Il y a quelques mois, les rebelles du M23 ont lancé une offensive et saisi les deux villes principales de l’Est de la République du Congo. Les témoins oculaires, les Nations unies et les groupes de défense des droits de l’homme accusent les militants de toute une gamme de crimes de guerre potentiels.
Les efforts du M23 visant à consolider son contrôle de Goma, chef-lieu de la province du Nord-Kivu, se sont accompagnés de l’exécution d’au moins 21 civils, selon l’organisation non gouvernementale Human Rights Watch (HRW). Celle-ci déclare qu’elle a reçu des rapports dignes de foi selon lesquels des dizaines d’autres personnes avaient été tuées.
Clémentine de Montjoye, chercheuse principale de HRW pour les Grands Lacs, a déclaré : « Le contrôle brutal de Goma par le M23 a créé un climat de peur chez ceux qui sont censés être alliés au gouvernement congolais. Les exterminations en masse ne semblent pas être des actes entrepris par des combattants agissants seuls ; elles signalent plutôt les efforts des dirigeants du M23 pour solidifier leur contrôle par tous les moyens nécessaires. »
Trois pick-ups transportant des dizaines de combattants M23 sont arrivés dans divers endroits du quartier Kasika de Goma le 22 février, selon les témoins. Leur cible était le camp militaire Katindo, une ancienne caserne de l’armée, près duquel vivaient toujours quelques soldats et leur famille.
Un résident déclare à la BBC : « Certains soldats n’avaient pas pu s’enfuir. Ils ont jeté leurs armes et sont restés dans le quartier. »
On avait signalé des actes criminels et des activités de l’armée congolaise (FARDC), ainsi que des « wazalendo », groupes de miliciens locaux indépendants alliés au gouvernement.
« Ils ont commencé à tirer et ont capturé environ 25 personnes dans la rue », a déclaré à HRW un résident de la zone.

· · · · · · ·

Consigne a:
Dans les lignes de données, remplacez « yellow t-shirt » par « orange t-shirt » dans toute la plage allant de la ligne contenant « eyeglasses in this photo. » jusqu'à la ligne contenant « 343), (417, 304)] » incluses, puis restituez ces lignes sans autre modification.

Données à traiter:

· · · · · · ·

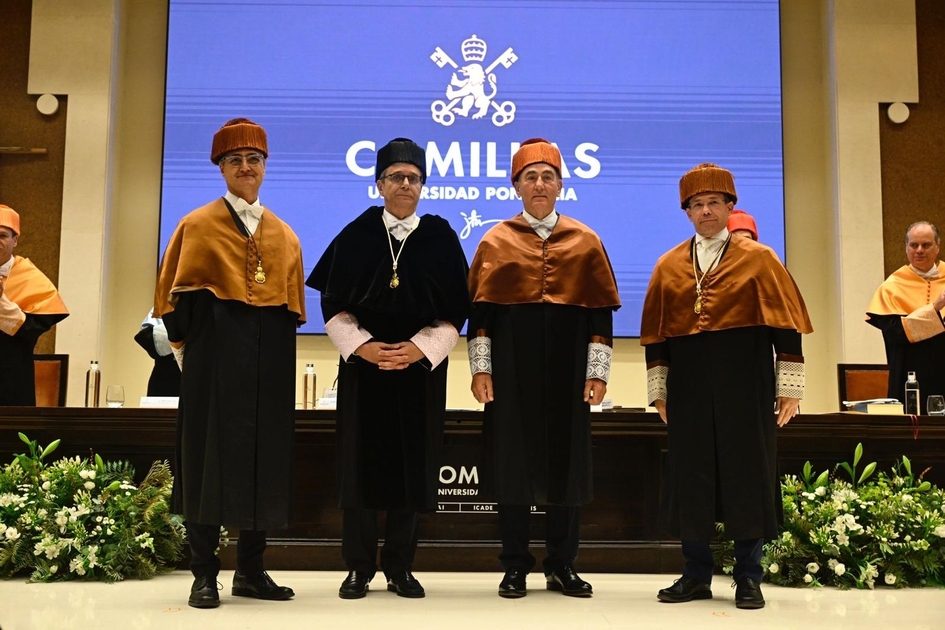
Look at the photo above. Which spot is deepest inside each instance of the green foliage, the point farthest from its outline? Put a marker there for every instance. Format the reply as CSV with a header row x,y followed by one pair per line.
x,y
888,529
85,519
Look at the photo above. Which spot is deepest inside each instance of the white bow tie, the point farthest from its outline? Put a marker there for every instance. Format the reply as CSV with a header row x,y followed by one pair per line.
x,y
245,208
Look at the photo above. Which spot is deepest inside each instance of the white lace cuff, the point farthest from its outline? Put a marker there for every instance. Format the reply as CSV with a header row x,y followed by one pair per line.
x,y
656,383
923,323
480,355
599,358
436,341
11,317
179,356
346,334
790,379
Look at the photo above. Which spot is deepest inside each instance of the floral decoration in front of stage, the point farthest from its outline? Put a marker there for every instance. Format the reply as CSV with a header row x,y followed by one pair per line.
x,y
887,529
85,519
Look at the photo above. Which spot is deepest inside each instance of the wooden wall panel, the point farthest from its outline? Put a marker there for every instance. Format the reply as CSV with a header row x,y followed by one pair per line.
x,y
30,184
913,153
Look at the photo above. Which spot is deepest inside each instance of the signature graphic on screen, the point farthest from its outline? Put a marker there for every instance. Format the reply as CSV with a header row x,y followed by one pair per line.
x,y
467,89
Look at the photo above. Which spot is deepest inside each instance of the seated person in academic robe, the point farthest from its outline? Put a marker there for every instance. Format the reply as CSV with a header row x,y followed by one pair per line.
x,y
742,225
29,306
540,348
907,307
165,376
715,308
393,295
230,292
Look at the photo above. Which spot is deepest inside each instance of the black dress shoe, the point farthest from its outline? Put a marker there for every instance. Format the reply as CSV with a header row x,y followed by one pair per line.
x,y
204,593
405,585
512,585
355,586
685,589
566,581
260,586
748,594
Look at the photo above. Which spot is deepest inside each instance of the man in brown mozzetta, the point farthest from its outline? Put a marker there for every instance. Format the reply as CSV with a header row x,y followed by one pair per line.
x,y
715,308
230,292
540,347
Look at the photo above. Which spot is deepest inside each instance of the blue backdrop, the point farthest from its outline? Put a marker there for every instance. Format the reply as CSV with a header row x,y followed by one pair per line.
x,y
634,93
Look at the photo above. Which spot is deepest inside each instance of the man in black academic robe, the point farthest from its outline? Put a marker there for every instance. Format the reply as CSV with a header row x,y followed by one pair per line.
x,y
714,309
29,306
393,295
230,294
907,307
540,347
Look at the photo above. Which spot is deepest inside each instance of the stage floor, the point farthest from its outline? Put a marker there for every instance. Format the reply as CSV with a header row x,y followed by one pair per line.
x,y
457,601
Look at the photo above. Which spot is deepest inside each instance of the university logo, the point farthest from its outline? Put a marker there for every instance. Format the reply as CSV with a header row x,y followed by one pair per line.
x,y
466,92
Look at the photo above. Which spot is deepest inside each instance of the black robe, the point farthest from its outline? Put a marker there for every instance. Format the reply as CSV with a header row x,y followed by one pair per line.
x,y
390,423
536,433
722,430
236,414
18,381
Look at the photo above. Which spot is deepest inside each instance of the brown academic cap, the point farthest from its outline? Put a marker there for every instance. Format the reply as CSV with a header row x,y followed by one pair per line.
x,y
9,219
533,151
706,177
239,133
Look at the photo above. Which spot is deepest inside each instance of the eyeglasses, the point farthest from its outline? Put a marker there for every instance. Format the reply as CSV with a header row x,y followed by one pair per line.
x,y
236,160
398,178
713,204
546,177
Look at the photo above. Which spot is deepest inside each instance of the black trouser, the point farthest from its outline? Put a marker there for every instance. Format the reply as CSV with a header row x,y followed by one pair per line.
x,y
359,541
561,537
699,563
204,540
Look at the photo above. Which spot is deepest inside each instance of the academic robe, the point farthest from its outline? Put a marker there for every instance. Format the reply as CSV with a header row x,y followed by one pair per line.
x,y
721,386
912,331
37,297
236,415
390,423
540,302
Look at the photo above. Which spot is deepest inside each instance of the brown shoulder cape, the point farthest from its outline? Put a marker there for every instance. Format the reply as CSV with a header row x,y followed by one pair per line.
x,y
749,287
208,251
513,265
904,291
32,291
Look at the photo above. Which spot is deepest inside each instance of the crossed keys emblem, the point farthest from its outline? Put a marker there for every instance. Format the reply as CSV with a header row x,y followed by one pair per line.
x,y
467,89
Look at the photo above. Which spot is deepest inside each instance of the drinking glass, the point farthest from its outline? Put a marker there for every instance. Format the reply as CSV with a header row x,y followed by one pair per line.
x,y
935,406
115,396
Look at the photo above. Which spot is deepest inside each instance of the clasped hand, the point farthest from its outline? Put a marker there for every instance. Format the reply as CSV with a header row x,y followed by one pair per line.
x,y
390,356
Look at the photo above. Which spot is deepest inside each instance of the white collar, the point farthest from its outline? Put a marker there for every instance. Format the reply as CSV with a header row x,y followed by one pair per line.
x,y
391,221
244,207
549,221
720,237
931,274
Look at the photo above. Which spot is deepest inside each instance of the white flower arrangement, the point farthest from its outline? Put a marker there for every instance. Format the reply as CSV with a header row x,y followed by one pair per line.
x,y
884,524
85,519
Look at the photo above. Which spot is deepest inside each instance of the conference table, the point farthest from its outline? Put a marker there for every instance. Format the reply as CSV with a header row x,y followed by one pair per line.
x,y
619,530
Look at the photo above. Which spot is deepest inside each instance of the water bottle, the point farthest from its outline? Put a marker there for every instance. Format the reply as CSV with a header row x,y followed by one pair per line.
x,y
93,383
912,395
308,387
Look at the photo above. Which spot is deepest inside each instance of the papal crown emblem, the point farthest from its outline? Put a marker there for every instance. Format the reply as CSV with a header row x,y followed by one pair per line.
x,y
474,49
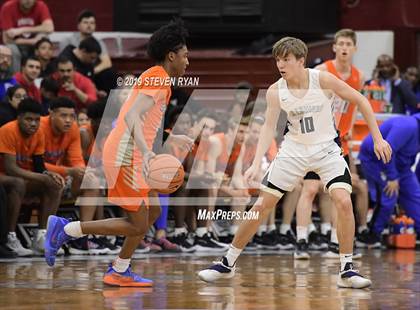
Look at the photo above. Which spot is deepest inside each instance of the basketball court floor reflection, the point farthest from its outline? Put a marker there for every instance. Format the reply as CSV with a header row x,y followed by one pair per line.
x,y
263,281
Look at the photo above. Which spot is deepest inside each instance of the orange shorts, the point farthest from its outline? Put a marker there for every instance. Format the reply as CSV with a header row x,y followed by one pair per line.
x,y
127,187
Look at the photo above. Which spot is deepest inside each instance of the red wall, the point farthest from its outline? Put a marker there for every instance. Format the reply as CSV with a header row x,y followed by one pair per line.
x,y
65,13
401,16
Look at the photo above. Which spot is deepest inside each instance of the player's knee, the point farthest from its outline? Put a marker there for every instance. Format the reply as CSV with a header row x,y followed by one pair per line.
x,y
309,193
19,187
137,230
264,207
343,203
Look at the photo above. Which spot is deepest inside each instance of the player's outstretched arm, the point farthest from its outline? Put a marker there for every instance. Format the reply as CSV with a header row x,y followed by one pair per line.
x,y
135,122
267,131
329,82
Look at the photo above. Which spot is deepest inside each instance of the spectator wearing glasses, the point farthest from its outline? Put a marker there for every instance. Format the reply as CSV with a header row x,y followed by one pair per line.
x,y
23,23
6,74
74,85
8,108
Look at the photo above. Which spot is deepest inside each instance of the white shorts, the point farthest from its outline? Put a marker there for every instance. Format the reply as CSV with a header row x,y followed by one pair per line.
x,y
294,160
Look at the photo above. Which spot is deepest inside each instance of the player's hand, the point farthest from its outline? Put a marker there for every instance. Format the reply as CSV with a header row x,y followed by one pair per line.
x,y
251,174
392,188
383,151
146,158
348,136
76,172
14,32
242,197
182,141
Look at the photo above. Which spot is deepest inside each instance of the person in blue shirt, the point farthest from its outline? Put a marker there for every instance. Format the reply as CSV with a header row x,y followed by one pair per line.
x,y
394,182
6,75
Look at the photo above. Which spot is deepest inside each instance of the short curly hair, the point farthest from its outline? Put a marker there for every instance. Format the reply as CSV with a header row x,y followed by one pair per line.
x,y
168,38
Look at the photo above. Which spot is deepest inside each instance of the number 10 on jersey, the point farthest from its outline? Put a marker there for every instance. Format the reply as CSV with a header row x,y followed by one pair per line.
x,y
307,125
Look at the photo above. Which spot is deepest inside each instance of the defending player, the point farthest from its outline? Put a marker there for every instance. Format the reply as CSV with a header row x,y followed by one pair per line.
x,y
126,155
306,95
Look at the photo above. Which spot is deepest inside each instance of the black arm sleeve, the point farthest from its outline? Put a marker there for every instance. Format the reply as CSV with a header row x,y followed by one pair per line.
x,y
38,161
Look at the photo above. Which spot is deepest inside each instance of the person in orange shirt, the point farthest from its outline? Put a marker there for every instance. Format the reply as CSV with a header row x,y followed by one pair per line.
x,y
345,114
127,152
22,147
63,155
93,136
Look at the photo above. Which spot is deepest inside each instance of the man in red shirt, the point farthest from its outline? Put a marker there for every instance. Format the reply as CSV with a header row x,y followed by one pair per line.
x,y
31,69
74,85
23,23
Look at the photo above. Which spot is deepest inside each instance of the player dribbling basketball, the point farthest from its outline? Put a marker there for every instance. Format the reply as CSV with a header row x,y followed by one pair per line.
x,y
126,156
306,96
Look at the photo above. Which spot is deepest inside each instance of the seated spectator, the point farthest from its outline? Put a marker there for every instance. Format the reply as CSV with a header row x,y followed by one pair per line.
x,y
31,68
82,118
84,56
44,50
5,252
24,22
74,85
397,91
49,91
6,75
15,189
22,147
63,155
393,182
8,108
103,74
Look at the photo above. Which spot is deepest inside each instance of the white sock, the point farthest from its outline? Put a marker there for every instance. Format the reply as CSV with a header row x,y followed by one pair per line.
x,y
271,227
302,233
325,228
334,238
121,264
361,228
73,229
201,231
344,259
234,229
284,228
232,255
262,229
12,234
180,231
311,228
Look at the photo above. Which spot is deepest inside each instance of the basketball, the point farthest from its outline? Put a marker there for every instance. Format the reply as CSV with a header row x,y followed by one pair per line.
x,y
166,174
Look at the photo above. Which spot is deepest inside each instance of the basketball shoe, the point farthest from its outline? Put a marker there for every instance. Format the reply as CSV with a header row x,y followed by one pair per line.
x,y
125,279
55,238
350,278
220,270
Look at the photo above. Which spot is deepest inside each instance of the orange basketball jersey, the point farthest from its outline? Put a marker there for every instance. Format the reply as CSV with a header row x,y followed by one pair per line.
x,y
344,112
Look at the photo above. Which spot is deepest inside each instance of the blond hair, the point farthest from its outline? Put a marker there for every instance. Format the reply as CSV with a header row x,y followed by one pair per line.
x,y
345,33
290,45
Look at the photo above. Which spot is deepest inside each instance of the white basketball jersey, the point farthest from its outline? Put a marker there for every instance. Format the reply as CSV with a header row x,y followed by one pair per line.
x,y
310,119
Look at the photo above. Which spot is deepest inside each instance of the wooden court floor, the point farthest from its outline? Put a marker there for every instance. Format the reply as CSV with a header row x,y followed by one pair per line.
x,y
263,281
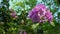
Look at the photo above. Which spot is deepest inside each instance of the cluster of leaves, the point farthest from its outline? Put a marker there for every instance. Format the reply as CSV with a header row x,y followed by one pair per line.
x,y
9,25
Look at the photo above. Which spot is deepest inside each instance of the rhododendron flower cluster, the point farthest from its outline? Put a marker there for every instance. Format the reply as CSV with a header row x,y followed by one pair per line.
x,y
13,13
40,14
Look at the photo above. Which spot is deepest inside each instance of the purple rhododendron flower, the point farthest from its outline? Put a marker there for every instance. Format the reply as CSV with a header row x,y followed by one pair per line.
x,y
40,14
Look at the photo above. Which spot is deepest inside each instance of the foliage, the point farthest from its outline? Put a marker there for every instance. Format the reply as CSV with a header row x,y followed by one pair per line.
x,y
11,25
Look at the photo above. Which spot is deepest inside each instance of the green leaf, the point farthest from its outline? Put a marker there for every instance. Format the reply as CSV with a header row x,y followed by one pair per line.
x,y
52,23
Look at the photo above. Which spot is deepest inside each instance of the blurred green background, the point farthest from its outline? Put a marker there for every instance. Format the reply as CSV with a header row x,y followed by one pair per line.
x,y
10,25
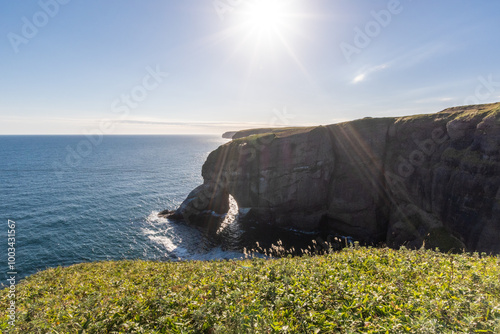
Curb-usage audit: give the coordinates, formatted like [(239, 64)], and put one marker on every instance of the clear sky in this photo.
[(204, 66)]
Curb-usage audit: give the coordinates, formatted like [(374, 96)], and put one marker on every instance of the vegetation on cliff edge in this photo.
[(356, 290)]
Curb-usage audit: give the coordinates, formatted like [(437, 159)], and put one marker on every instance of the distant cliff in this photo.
[(402, 181)]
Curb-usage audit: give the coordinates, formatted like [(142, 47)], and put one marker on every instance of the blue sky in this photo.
[(196, 66)]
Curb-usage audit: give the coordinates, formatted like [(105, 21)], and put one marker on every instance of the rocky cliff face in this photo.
[(403, 181)]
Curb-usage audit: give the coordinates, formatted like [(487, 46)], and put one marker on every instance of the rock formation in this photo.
[(432, 179)]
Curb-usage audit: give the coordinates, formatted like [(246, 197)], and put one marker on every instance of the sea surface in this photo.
[(79, 199)]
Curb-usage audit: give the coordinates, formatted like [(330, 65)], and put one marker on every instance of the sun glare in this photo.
[(266, 16)]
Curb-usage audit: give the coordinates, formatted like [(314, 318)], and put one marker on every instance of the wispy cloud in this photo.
[(364, 72)]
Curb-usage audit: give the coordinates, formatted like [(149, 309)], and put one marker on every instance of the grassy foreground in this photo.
[(356, 290)]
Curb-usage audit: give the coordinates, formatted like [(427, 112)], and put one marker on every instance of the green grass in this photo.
[(356, 290)]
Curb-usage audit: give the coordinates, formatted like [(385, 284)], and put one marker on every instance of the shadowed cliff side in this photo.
[(403, 181)]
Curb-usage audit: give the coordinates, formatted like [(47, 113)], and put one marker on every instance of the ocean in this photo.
[(80, 199)]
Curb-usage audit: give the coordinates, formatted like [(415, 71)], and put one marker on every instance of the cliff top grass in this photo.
[(356, 290)]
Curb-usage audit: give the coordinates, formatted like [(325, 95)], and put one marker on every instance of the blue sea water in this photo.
[(78, 199)]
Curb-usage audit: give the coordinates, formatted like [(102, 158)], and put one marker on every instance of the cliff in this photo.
[(402, 181)]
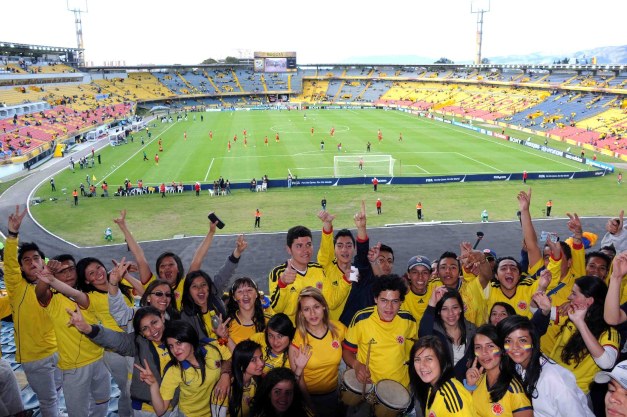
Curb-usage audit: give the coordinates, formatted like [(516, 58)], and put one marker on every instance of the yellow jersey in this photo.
[(514, 400), (284, 297), (321, 371), (33, 332), (453, 400), (389, 343), (195, 396)]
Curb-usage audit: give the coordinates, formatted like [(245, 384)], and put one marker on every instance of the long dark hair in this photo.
[(259, 319), (281, 324), (86, 287), (575, 349), (446, 367), (262, 405), (450, 293), (184, 332), (242, 355), (171, 310), (179, 264), (499, 388), (213, 302), (140, 314), (534, 369)]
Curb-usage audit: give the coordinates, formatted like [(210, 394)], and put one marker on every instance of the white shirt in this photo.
[(557, 393)]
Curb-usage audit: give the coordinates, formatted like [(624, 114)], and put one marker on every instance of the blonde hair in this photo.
[(301, 323)]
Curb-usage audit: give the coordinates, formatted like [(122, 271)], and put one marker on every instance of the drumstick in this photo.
[(363, 387)]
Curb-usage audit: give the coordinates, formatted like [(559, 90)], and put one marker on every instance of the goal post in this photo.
[(371, 165)]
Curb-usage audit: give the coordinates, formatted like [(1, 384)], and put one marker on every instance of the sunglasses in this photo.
[(162, 294)]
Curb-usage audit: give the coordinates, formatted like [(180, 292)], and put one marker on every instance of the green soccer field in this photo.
[(428, 148)]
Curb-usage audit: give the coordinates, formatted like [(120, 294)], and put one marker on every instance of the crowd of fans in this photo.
[(468, 334)]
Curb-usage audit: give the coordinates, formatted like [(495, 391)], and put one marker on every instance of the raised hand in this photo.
[(240, 246), (524, 200), (473, 373), (119, 270), (77, 320), (289, 275), (121, 221), (437, 294), (15, 219), (574, 224)]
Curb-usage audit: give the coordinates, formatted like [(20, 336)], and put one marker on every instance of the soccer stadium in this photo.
[(126, 177)]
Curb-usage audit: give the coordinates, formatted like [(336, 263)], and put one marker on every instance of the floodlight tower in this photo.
[(80, 58), (479, 7)]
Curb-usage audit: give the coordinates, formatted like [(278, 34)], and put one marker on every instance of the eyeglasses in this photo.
[(162, 294)]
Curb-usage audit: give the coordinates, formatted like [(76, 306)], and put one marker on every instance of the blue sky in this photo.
[(188, 31)]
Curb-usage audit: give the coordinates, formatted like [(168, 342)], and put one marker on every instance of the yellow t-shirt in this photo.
[(521, 300), (513, 401), (321, 372), (586, 369), (284, 299), (34, 335), (75, 349), (337, 286), (272, 360), (195, 397), (239, 331), (452, 399), (391, 343), (417, 304)]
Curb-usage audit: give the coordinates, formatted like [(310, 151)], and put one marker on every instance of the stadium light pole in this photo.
[(479, 7), (79, 31)]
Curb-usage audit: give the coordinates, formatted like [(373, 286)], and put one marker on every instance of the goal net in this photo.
[(371, 165)]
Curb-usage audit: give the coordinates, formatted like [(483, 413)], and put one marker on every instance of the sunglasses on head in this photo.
[(162, 294)]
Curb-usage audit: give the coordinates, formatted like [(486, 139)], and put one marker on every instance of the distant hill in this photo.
[(605, 55)]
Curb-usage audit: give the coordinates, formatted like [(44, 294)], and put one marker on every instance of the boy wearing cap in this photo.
[(616, 397), (420, 286)]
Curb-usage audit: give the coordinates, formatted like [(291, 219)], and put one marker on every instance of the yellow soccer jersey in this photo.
[(586, 369), (558, 290), (284, 297), (34, 335), (321, 372), (336, 286), (390, 343), (513, 401), (75, 349), (99, 306), (239, 331), (521, 300), (195, 397), (452, 399), (417, 304), (474, 301), (272, 360)]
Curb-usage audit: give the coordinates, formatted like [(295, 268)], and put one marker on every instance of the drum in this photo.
[(350, 390), (392, 398)]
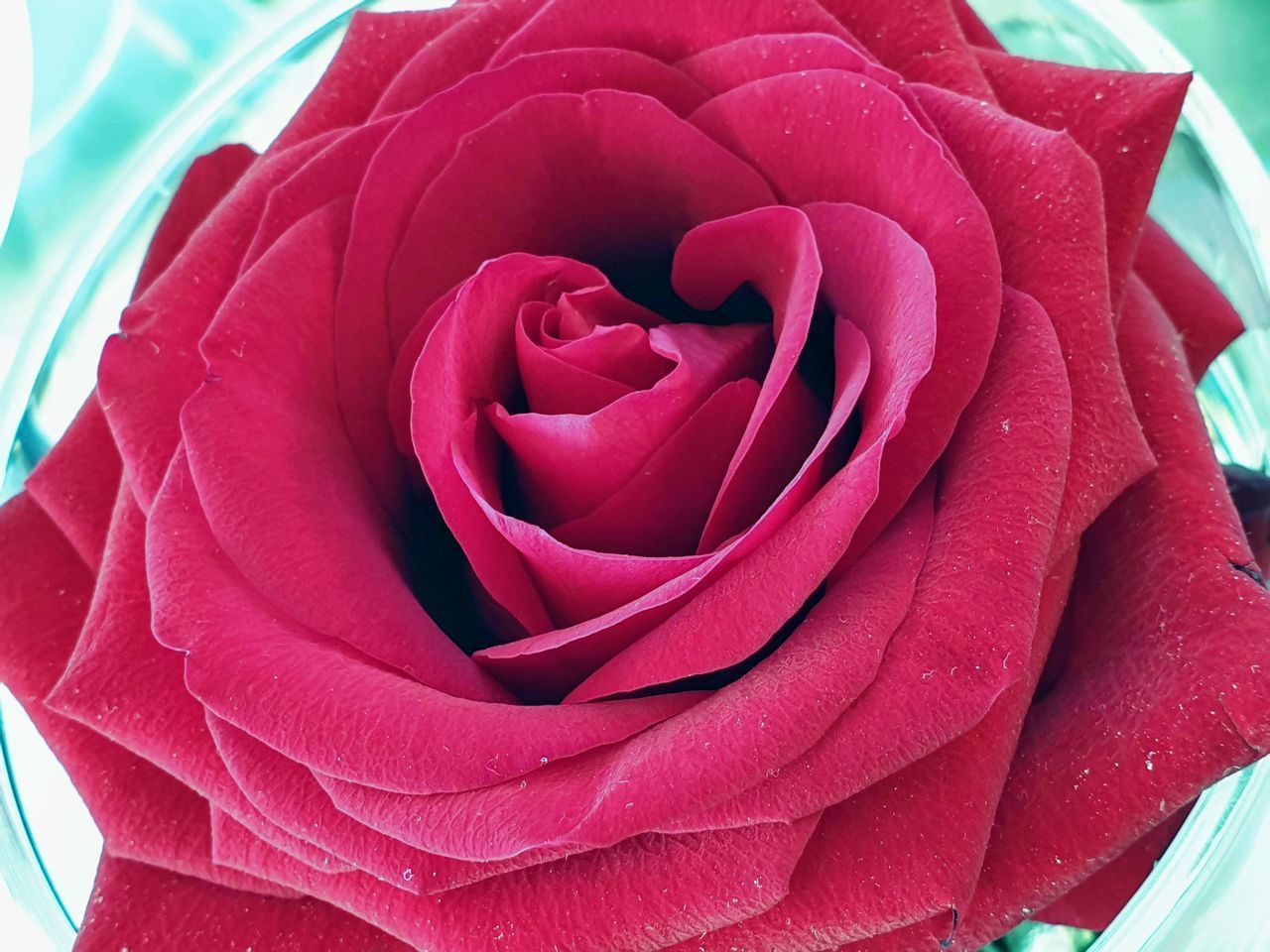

· · · · · · ·

Consigne b:
Transcrivez sans altération le passage de l'article sur le M23 qui va de « Il y a quelques » jusqu'à « avaient été tuées. ».

Réponse a:
Curb-usage audit: give the coordinates, formatted like [(278, 34)], and put one marker on every instance of the eyeglasses in this photo.
[(162, 294)]
Curb-usage audit: give the coordinates, formatted like [(76, 306)], and put one marker on every instance of the blue sky in this photo.
[(188, 31)]
Curb-usage audit: give the coordinates, formatted like [(168, 342)], and put one marker on every instance of the orange t-shirt in this photo.
[(521, 300), (513, 401), (321, 372), (586, 369), (284, 299), (34, 335), (75, 349), (337, 286), (272, 360), (195, 397), (239, 331), (452, 399), (391, 343), (417, 304)]

Réponse b:
Il y a quelques mois, les rebelles du M23 ont lancé une offensive et saisi les deux villes principales de l’Est de la République du Congo. Les témoins oculaires, les Nations unies et les groupes de défense des droits de l’homme accusent les militants de toute une gamme de crimes de guerre potentiels.
Les efforts du M23 visant à consolider son contrôle de Goma, chef-lieu de la province du Nord-Kivu, se sont accompagnés de l’exécution d’au moins 21 civils, selon l’organisation non gouvernementale Human Rights Watch (HRW). Celle-ci déclare qu’elle a reçu des rapports dignes de foi selon lesquels des dizaines d’autres personnes avaient été tuées.